• The request: Write out the data below line for line, keeping every character unchanged.

• Exercise data:
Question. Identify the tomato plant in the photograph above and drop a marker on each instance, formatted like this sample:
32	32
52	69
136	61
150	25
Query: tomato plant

• Solution to this problem:
Question. Identify the tomato plant in the photograph above and drop a marker on each instance, formatted like this sample:
32	32
52	69
136	61
150	25
Query: tomato plant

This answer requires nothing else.